**PROVIDED RECORDS:**
● ● ● ● ●
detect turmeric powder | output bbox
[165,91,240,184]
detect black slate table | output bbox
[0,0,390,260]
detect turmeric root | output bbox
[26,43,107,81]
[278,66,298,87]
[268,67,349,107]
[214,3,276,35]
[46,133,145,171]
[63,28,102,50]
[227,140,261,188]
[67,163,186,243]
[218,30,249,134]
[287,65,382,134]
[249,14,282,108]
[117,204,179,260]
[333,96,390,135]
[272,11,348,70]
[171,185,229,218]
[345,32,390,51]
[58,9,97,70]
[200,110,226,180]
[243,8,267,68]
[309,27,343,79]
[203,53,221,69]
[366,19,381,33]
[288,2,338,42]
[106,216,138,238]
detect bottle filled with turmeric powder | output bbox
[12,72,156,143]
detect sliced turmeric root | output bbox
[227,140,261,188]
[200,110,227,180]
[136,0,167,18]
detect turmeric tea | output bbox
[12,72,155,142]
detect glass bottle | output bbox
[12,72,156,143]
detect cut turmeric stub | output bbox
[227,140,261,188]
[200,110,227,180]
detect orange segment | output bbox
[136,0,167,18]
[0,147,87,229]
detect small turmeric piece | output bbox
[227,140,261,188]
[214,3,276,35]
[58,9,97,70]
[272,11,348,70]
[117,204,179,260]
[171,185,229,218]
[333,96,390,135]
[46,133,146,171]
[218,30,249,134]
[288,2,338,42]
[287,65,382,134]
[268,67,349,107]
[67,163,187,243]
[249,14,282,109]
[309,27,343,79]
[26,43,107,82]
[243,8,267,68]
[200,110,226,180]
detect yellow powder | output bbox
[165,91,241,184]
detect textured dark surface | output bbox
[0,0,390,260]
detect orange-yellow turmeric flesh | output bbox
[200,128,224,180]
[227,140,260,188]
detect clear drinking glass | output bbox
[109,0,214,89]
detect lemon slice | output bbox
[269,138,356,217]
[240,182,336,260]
● ● ● ● ●
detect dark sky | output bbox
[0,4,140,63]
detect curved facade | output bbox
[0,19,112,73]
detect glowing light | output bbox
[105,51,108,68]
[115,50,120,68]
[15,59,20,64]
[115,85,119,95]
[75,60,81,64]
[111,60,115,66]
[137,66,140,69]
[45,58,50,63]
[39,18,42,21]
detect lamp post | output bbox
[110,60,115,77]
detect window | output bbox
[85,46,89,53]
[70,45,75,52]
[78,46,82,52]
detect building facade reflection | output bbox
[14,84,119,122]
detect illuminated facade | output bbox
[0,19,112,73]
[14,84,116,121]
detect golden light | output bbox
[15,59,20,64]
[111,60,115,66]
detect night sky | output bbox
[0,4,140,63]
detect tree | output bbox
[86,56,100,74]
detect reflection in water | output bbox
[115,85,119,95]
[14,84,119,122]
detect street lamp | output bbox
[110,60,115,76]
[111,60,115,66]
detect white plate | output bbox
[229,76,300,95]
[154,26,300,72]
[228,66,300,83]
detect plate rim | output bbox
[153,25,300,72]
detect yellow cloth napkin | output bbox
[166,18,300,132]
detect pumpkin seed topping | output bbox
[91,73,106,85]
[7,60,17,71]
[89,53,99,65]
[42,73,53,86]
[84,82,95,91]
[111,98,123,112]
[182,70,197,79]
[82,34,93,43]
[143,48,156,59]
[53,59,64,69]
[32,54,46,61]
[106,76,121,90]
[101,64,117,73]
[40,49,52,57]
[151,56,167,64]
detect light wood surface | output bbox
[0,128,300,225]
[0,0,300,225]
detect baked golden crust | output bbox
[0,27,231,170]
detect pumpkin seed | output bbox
● ● ● ● ●
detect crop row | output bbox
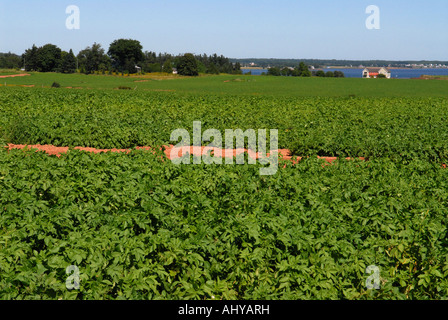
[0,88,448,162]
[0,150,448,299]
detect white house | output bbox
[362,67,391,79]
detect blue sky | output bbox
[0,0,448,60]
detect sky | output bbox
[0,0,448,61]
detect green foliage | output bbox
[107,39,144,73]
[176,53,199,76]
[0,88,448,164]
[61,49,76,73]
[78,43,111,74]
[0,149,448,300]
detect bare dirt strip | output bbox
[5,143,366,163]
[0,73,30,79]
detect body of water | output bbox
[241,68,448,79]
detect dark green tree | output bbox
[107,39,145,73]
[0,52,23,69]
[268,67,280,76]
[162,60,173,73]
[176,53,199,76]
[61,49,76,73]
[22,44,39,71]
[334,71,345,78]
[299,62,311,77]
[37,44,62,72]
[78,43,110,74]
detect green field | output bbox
● ● ● ● ●
**EXERCISE:** Turn the lines above, from the line with "detect plate rim | output bbox" to the line with "detect pumpkin seed | output bbox", both included, into a numbered list that omits any blank lines.

**RESULT OF THIS TASK:**
1. detect plate rim | output bbox
2. [153,25,300,72]
3. detect yellow cloth napkin | output bbox
4. [166,18,300,132]
5. detect pumpkin seed topping | output bbox
6. [91,73,106,85]
7. [7,60,17,71]
8. [89,53,99,65]
9. [42,73,53,86]
10. [84,82,95,91]
11. [111,98,123,112]
12. [182,70,197,79]
13. [82,34,93,43]
14. [143,48,156,59]
15. [53,59,64,69]
16. [32,54,46,61]
17. [106,76,121,90]
18. [101,64,117,73]
19. [40,49,52,57]
20. [151,56,167,64]
21. detect light wood surface | output bbox
22. [0,128,300,225]
23. [0,0,300,225]
24. detect baked golden crust | output bbox
25. [0,27,231,170]
26. detect pumpkin seed | output bbox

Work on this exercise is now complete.